AVAILABLE RECORDS.
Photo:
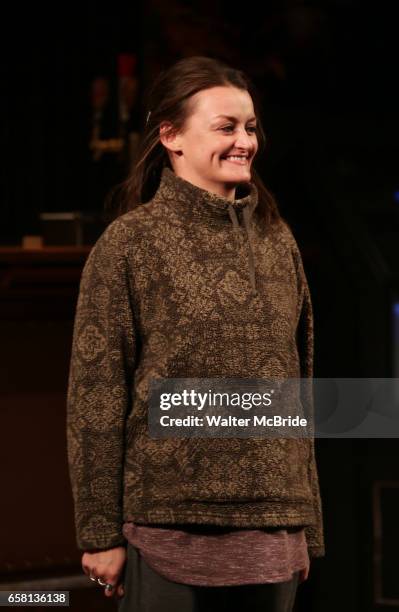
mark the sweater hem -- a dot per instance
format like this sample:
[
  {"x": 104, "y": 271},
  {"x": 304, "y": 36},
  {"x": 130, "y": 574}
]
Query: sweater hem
[{"x": 233, "y": 519}]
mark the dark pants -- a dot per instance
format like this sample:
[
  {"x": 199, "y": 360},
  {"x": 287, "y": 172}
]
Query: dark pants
[{"x": 148, "y": 591}]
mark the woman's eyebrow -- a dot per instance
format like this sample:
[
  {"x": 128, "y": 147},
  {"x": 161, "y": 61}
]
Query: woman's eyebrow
[{"x": 233, "y": 118}]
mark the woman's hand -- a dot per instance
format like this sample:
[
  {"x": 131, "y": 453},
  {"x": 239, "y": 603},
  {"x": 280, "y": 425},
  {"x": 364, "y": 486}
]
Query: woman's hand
[{"x": 107, "y": 565}]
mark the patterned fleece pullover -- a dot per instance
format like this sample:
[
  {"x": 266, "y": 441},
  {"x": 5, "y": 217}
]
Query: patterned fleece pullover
[{"x": 189, "y": 284}]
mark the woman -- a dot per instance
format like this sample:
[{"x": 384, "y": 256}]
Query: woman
[{"x": 199, "y": 277}]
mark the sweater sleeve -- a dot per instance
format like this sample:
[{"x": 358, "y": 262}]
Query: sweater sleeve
[
  {"x": 98, "y": 398},
  {"x": 314, "y": 533},
  {"x": 304, "y": 338}
]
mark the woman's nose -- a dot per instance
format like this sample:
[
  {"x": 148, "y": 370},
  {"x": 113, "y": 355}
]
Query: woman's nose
[{"x": 243, "y": 139}]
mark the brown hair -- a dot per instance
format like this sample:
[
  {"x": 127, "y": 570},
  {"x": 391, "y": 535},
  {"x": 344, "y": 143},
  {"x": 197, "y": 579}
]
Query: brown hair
[{"x": 167, "y": 100}]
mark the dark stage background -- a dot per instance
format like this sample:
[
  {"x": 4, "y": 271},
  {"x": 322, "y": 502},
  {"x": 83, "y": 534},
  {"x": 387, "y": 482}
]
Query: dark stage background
[{"x": 326, "y": 73}]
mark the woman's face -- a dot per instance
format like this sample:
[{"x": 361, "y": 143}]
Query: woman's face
[{"x": 218, "y": 142}]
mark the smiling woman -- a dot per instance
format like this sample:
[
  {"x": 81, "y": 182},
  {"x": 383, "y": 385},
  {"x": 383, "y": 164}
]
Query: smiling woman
[
  {"x": 200, "y": 278},
  {"x": 209, "y": 153}
]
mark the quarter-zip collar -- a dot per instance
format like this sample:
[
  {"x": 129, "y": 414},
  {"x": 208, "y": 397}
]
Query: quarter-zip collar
[{"x": 192, "y": 201}]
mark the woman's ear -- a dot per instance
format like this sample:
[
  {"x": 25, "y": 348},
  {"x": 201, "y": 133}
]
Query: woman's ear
[{"x": 169, "y": 137}]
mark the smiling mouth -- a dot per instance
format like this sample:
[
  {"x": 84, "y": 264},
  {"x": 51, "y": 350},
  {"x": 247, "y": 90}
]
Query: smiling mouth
[{"x": 239, "y": 160}]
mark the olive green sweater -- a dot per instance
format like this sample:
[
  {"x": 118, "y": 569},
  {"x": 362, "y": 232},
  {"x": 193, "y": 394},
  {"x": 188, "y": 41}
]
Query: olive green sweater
[{"x": 189, "y": 284}]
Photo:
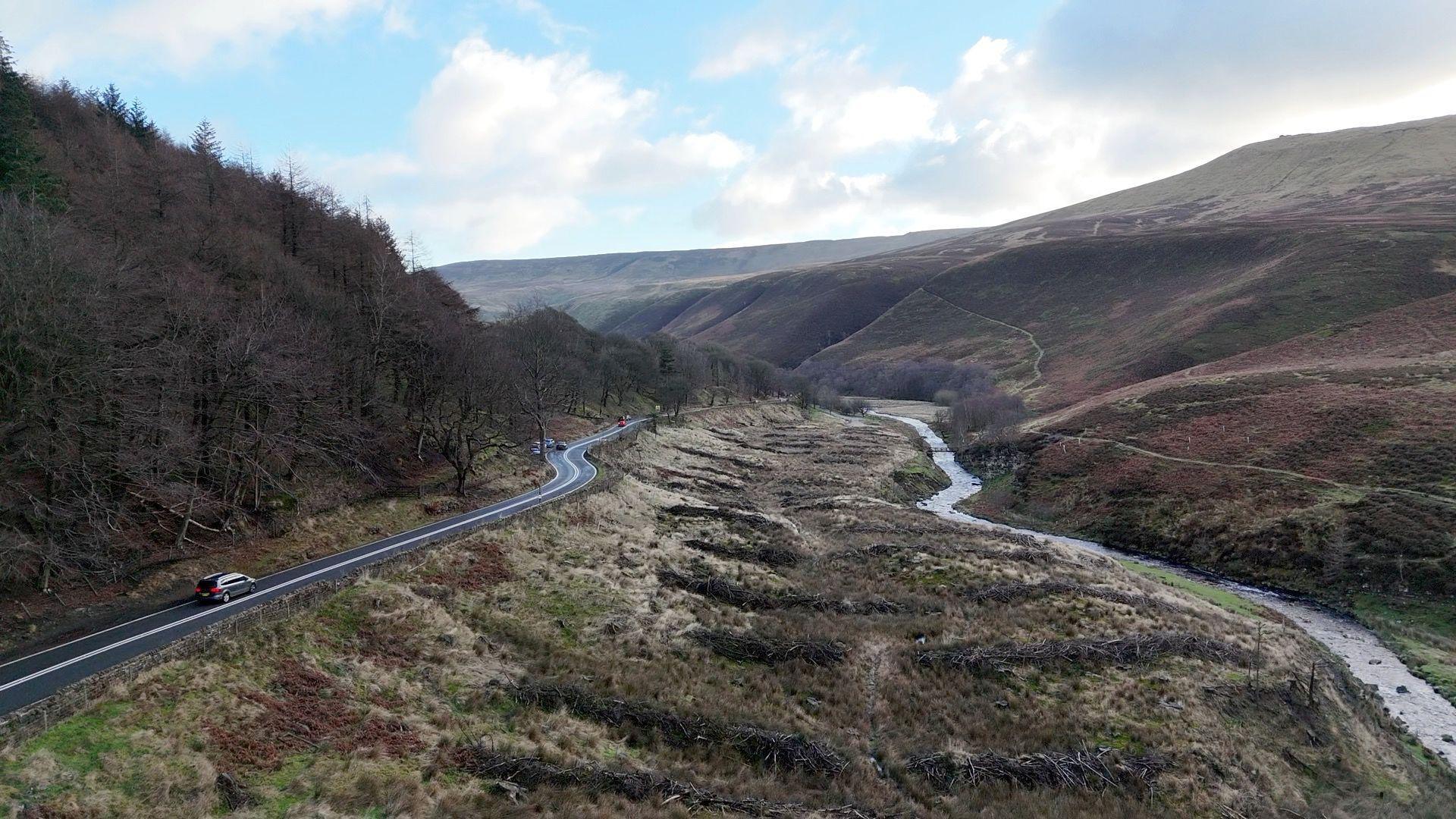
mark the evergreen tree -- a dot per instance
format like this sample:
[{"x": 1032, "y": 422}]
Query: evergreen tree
[
  {"x": 140, "y": 124},
  {"x": 111, "y": 104},
  {"x": 20, "y": 161},
  {"x": 206, "y": 145},
  {"x": 210, "y": 152}
]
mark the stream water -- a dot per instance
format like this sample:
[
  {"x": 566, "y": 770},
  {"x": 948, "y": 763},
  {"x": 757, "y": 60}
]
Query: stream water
[{"x": 1411, "y": 700}]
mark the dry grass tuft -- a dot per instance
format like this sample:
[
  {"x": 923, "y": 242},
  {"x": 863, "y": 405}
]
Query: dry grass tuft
[
  {"x": 723, "y": 591},
  {"x": 1012, "y": 592},
  {"x": 748, "y": 649},
  {"x": 764, "y": 746},
  {"x": 777, "y": 557},
  {"x": 1131, "y": 649},
  {"x": 532, "y": 771},
  {"x": 1097, "y": 770}
]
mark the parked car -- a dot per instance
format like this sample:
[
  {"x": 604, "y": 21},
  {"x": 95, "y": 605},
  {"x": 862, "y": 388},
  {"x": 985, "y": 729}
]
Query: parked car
[{"x": 223, "y": 586}]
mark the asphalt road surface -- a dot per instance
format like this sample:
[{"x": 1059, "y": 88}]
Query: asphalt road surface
[{"x": 36, "y": 676}]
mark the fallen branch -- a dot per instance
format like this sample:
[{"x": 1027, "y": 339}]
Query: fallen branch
[
  {"x": 715, "y": 588},
  {"x": 767, "y": 556},
  {"x": 530, "y": 771},
  {"x": 1092, "y": 770},
  {"x": 960, "y": 550},
  {"x": 746, "y": 648},
  {"x": 756, "y": 744},
  {"x": 750, "y": 519},
  {"x": 1012, "y": 592},
  {"x": 1131, "y": 649}
]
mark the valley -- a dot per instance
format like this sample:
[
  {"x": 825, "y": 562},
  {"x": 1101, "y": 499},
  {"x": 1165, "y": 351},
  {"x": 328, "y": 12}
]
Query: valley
[{"x": 736, "y": 618}]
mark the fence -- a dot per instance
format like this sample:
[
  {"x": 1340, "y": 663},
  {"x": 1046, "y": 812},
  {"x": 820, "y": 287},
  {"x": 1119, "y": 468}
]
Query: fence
[{"x": 76, "y": 697}]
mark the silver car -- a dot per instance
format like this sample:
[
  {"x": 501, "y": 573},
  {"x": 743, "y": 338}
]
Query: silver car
[{"x": 223, "y": 586}]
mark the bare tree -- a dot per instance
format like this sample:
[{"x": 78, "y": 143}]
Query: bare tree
[{"x": 544, "y": 352}]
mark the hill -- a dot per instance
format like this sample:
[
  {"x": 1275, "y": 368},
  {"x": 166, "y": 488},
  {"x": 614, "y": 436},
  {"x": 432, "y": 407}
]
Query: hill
[
  {"x": 582, "y": 283},
  {"x": 742, "y": 623},
  {"x": 197, "y": 356},
  {"x": 1282, "y": 308}
]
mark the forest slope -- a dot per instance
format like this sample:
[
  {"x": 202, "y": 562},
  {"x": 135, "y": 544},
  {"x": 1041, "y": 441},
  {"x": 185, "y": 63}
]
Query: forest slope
[{"x": 739, "y": 621}]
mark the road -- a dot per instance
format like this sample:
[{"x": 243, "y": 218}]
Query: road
[{"x": 36, "y": 676}]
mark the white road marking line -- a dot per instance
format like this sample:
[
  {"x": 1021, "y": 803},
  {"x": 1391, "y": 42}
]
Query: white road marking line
[{"x": 541, "y": 496}]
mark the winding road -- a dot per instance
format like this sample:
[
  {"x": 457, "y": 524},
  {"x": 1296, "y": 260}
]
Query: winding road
[{"x": 36, "y": 676}]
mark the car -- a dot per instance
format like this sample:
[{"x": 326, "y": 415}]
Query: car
[{"x": 223, "y": 586}]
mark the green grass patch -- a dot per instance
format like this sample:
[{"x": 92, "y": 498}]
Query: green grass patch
[
  {"x": 916, "y": 479},
  {"x": 80, "y": 742},
  {"x": 1421, "y": 632},
  {"x": 1212, "y": 594}
]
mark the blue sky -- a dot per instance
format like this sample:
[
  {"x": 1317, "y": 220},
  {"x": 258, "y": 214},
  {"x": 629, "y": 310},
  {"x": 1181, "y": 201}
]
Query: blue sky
[{"x": 541, "y": 127}]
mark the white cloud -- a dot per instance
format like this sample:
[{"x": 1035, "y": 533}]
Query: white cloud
[
  {"x": 986, "y": 57},
  {"x": 181, "y": 36},
  {"x": 551, "y": 27},
  {"x": 752, "y": 50},
  {"x": 510, "y": 148},
  {"x": 1104, "y": 95}
]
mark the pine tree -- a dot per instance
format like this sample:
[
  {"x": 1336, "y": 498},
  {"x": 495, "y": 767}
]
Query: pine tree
[
  {"x": 140, "y": 124},
  {"x": 20, "y": 161},
  {"x": 111, "y": 104},
  {"x": 210, "y": 152},
  {"x": 206, "y": 145}
]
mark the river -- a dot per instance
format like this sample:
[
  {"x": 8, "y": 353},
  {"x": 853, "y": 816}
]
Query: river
[{"x": 1411, "y": 700}]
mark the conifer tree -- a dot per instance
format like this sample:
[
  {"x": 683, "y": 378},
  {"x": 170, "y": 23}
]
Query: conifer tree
[
  {"x": 140, "y": 124},
  {"x": 204, "y": 142},
  {"x": 111, "y": 104},
  {"x": 20, "y": 169}
]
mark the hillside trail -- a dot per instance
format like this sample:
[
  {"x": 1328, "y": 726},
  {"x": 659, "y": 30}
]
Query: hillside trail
[
  {"x": 1411, "y": 700},
  {"x": 1036, "y": 363},
  {"x": 1251, "y": 468}
]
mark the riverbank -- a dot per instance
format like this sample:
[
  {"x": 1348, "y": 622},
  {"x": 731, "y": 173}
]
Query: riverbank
[
  {"x": 1416, "y": 703},
  {"x": 737, "y": 620}
]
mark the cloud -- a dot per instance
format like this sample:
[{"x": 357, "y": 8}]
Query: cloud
[
  {"x": 1101, "y": 96},
  {"x": 509, "y": 148},
  {"x": 180, "y": 36},
  {"x": 552, "y": 28},
  {"x": 752, "y": 50}
]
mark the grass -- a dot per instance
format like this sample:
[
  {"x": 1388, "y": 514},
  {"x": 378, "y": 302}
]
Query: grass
[
  {"x": 1212, "y": 594},
  {"x": 916, "y": 479},
  {"x": 585, "y": 608},
  {"x": 1421, "y": 632}
]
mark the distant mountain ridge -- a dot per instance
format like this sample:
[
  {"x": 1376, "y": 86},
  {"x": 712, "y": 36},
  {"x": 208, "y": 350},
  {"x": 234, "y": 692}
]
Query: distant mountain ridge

WHAT THE EXERCISE ASKS. Determine how many lines of the entries above carry the string "mountain", and give that number alone.

SOLUTION FOR THIS TASK. 2